◆ Material to process
__________________________________________________

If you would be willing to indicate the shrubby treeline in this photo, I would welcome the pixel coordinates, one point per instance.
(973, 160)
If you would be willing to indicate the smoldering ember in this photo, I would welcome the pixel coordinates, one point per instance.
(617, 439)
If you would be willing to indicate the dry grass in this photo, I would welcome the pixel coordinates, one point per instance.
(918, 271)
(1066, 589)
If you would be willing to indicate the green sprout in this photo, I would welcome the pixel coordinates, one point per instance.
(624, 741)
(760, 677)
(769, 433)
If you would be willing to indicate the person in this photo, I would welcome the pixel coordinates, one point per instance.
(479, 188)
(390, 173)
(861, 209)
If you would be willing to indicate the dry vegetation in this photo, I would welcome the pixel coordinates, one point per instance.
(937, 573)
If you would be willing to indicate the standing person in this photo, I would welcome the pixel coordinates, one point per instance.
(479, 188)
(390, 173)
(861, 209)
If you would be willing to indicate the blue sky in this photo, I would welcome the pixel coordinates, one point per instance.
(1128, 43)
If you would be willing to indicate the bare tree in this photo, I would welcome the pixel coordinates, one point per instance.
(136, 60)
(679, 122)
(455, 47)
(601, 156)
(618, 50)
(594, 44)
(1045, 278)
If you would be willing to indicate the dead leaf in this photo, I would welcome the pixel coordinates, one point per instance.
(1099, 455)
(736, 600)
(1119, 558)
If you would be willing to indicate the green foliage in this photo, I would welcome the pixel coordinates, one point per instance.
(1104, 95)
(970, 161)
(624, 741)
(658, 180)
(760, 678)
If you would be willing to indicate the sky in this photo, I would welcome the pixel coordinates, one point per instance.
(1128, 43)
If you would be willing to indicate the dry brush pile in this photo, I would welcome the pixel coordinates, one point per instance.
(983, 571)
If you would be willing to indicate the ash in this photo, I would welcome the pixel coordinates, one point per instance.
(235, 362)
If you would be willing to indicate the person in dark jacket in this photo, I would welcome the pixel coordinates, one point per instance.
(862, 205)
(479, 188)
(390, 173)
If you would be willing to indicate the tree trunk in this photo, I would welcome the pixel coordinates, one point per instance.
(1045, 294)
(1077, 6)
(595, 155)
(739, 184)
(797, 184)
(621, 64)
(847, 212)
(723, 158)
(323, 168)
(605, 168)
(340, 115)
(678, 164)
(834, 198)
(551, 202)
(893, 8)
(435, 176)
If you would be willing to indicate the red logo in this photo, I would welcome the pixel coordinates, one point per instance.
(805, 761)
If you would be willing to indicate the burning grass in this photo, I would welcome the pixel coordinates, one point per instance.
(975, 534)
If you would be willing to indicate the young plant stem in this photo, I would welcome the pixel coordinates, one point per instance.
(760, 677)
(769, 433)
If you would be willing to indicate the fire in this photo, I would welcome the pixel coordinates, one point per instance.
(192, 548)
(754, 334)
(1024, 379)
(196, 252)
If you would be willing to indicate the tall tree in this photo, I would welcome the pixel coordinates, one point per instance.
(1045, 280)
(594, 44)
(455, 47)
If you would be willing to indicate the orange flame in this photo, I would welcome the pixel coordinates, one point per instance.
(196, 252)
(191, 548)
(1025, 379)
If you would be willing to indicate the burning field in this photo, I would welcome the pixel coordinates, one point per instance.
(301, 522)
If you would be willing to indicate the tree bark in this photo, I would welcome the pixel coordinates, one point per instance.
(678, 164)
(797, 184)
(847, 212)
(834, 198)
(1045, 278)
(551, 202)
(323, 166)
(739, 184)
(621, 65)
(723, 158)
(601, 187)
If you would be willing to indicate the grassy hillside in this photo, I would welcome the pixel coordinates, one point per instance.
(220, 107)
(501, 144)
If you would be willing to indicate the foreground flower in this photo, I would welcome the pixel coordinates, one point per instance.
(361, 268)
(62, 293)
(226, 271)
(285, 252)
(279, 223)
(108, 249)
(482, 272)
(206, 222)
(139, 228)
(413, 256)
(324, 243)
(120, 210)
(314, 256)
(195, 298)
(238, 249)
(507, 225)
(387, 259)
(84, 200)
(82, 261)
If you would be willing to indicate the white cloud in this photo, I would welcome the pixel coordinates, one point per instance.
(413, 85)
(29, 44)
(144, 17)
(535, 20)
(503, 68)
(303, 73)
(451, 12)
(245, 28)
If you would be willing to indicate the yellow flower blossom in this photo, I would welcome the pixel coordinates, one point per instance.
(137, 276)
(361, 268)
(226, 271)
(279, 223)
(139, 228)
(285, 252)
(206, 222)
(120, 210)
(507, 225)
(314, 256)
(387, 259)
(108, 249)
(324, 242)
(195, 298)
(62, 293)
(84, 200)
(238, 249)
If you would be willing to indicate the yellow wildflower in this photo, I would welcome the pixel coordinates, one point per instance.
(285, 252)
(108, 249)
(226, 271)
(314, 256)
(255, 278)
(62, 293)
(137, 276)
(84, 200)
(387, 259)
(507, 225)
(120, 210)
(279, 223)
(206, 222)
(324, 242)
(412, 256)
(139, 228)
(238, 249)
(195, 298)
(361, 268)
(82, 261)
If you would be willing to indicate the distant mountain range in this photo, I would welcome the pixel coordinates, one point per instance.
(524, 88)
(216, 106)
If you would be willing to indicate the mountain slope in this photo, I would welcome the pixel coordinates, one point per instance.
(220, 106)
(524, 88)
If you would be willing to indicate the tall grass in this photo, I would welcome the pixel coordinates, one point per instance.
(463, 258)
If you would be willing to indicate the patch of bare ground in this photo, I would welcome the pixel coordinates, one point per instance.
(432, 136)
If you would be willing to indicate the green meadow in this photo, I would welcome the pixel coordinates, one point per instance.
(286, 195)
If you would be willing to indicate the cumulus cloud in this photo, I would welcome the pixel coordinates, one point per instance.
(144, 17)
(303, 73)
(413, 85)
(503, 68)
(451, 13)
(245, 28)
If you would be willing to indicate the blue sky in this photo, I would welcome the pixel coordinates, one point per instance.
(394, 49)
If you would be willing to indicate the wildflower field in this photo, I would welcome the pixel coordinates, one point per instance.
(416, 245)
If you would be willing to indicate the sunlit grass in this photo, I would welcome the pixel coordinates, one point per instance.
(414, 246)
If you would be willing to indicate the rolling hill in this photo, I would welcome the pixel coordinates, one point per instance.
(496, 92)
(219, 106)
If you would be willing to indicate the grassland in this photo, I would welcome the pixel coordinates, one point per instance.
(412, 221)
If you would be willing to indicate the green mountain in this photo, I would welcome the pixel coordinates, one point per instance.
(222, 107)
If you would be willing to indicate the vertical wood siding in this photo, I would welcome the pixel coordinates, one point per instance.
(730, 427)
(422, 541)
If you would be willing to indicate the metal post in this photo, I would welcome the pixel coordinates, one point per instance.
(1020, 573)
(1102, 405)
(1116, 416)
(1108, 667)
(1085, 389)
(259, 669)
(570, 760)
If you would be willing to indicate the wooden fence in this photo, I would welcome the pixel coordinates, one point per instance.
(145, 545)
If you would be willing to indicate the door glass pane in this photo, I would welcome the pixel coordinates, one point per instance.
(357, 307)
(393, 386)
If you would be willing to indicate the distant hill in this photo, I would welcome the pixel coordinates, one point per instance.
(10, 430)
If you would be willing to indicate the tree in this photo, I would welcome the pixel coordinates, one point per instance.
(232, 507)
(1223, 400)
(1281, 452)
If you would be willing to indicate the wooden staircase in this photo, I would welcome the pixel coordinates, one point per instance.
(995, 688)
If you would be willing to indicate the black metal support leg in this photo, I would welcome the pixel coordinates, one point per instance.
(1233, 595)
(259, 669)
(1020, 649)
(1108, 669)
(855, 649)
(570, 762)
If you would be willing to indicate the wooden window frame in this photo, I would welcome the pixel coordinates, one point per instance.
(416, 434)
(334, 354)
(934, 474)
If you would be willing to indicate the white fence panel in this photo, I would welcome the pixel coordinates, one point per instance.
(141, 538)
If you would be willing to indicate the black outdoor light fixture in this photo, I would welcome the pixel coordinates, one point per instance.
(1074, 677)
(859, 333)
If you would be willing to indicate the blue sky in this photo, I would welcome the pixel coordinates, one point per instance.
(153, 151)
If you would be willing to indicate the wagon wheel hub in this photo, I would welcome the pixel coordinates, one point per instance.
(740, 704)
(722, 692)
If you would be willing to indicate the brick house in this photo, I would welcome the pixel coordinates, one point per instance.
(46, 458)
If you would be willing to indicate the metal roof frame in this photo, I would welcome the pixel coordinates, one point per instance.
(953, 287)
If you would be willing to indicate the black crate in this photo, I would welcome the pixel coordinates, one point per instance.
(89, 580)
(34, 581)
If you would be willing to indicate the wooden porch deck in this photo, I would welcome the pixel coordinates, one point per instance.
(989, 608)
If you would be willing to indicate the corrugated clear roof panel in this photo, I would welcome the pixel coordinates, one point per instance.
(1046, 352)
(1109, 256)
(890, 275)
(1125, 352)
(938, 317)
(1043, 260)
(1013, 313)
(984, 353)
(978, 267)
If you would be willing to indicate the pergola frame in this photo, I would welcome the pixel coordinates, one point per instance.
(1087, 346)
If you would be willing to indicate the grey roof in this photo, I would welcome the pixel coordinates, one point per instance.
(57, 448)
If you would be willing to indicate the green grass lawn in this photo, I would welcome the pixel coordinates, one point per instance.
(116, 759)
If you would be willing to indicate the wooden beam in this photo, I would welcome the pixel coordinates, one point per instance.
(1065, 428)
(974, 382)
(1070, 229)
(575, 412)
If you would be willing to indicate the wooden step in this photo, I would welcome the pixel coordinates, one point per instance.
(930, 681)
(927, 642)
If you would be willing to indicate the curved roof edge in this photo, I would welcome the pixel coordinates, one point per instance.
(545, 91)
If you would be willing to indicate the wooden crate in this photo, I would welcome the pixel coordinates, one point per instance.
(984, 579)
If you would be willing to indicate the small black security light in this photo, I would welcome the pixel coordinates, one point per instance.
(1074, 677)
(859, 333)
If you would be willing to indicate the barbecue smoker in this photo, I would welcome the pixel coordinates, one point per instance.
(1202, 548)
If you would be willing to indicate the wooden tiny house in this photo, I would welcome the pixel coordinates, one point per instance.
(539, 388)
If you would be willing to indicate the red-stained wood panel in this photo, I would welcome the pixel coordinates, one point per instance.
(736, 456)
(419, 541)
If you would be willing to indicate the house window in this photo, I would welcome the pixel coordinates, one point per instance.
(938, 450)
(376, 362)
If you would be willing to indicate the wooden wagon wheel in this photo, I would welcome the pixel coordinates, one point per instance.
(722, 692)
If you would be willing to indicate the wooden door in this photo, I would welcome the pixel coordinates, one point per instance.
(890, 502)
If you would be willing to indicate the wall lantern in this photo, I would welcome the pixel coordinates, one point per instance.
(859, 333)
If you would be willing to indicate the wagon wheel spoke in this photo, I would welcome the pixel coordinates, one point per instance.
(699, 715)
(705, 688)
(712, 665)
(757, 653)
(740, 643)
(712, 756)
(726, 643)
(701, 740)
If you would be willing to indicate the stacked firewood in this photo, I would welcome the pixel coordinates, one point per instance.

__________________________________________________

◆ Directions
Each line from the one that holds "If you would be willing to indicate the red-stained" to the end of the records above should be transcribed exactly, both ends included.

◆ Reply to the exercise
If you would be willing to indicate the red-stained wood panel in this photo, I would welcome the pixel coordinates, one point per instance.
(736, 456)
(419, 541)
If you would be willing to indicate the house window in this photo, I would welcome the pixel coordinates, one point per instance.
(938, 450)
(376, 362)
If you would be willing to indicate the wooden wagon wheel in this photo, I would welcome the pixel coordinates, one point per instance.
(722, 692)
If you would be willing to indicate the wooden door in this photo, I would welcome the pixel coordinates, one point per instance.
(890, 502)
If you would be willing to indicate the wall lantern in this photo, I would welcome the pixel coordinates, one point per instance.
(859, 333)
If you would be willing to indicate the wagon wheel spoke in this photo, I would welcome the pixel coordinates, one point per instance.
(699, 715)
(705, 688)
(712, 665)
(757, 653)
(740, 643)
(712, 756)
(726, 643)
(701, 740)
If you would be willing to indicate the stacked firewood in this photo, I would welcome the pixel coordinates, one point per instance.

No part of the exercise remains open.